━━━ GIVEN RECORDS
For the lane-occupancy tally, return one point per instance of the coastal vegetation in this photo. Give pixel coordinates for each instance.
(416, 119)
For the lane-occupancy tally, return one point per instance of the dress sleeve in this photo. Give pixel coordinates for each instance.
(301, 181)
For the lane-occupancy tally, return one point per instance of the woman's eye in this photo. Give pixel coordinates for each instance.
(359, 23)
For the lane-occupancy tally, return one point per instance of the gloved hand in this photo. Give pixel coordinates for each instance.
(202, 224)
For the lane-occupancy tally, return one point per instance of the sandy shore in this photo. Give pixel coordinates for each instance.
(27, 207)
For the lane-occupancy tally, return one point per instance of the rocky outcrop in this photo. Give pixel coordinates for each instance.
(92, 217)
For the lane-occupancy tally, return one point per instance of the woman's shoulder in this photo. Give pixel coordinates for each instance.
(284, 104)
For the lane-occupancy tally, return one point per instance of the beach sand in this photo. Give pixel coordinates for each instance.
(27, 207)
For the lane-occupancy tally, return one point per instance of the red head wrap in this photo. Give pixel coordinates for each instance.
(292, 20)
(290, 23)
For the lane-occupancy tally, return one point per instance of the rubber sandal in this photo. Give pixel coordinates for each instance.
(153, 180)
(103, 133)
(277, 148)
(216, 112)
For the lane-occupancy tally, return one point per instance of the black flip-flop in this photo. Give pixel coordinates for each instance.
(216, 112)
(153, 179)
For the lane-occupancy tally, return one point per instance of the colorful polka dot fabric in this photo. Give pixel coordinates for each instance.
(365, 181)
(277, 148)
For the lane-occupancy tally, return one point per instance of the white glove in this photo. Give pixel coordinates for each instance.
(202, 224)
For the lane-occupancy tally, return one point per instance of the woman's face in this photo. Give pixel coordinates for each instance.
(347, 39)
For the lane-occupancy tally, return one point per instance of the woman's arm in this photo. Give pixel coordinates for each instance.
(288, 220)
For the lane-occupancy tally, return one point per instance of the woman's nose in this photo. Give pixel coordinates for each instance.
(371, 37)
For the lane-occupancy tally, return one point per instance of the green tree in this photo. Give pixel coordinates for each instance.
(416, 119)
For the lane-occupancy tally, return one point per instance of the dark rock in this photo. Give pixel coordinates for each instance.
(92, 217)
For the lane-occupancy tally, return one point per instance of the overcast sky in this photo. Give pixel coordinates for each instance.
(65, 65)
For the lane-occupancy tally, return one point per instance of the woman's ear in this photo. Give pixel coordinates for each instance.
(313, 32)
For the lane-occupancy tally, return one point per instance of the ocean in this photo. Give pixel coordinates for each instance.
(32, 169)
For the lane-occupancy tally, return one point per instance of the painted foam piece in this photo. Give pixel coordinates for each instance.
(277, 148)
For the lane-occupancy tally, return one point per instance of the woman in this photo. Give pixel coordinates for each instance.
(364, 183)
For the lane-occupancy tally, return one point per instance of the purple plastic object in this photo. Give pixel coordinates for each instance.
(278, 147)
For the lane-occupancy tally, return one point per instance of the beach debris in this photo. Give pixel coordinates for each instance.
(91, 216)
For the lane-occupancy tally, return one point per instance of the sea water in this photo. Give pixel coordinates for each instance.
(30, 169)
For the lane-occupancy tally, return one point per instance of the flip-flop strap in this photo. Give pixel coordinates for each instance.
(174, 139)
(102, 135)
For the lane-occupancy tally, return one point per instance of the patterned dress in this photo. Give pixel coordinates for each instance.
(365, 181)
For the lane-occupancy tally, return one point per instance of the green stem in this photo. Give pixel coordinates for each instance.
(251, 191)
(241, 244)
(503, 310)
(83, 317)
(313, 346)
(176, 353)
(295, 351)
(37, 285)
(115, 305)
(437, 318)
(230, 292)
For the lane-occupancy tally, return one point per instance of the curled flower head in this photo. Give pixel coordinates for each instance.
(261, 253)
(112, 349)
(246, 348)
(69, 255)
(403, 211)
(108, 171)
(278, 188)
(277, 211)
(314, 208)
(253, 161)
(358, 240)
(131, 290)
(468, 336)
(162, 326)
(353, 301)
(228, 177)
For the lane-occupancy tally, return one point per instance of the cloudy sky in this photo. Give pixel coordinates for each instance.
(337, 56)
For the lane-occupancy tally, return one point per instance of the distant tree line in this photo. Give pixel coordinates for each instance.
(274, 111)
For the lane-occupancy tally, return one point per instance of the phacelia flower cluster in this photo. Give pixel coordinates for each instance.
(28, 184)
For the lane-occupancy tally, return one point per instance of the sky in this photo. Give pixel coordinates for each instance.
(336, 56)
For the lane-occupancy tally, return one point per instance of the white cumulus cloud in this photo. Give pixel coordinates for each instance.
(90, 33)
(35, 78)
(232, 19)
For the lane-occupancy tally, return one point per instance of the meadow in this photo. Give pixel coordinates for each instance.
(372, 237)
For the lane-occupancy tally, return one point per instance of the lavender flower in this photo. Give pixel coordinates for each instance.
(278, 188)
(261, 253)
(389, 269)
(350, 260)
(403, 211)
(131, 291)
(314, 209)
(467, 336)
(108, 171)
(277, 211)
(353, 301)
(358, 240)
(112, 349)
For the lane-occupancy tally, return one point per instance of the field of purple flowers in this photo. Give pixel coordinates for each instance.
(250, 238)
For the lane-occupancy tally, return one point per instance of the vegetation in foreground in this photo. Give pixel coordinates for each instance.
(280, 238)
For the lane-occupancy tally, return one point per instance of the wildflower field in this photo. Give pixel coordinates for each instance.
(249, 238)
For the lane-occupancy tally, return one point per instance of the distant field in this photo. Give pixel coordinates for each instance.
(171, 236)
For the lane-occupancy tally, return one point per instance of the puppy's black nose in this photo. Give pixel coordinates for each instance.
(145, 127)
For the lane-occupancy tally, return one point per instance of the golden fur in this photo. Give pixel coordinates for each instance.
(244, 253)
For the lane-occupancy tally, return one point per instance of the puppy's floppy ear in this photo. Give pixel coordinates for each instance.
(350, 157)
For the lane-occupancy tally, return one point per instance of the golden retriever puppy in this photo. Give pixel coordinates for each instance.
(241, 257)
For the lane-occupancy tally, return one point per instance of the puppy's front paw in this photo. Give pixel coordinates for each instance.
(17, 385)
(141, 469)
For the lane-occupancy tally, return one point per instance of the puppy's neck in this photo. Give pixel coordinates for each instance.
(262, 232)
━━━━━━
- INSTRUCTIONS FOR THE TASK:
Recast the records as a JSON list of strings, one string per line and blank lines omitted, starting at the line that contains "the puppy's neck" and running through the end of the records.

- FULL OUTPUT:
[
  "For the lane-occupancy tally, return one point per instance of the puppy's neck in this photo. Give pixel coordinates for each instance.",
  "(262, 232)"
]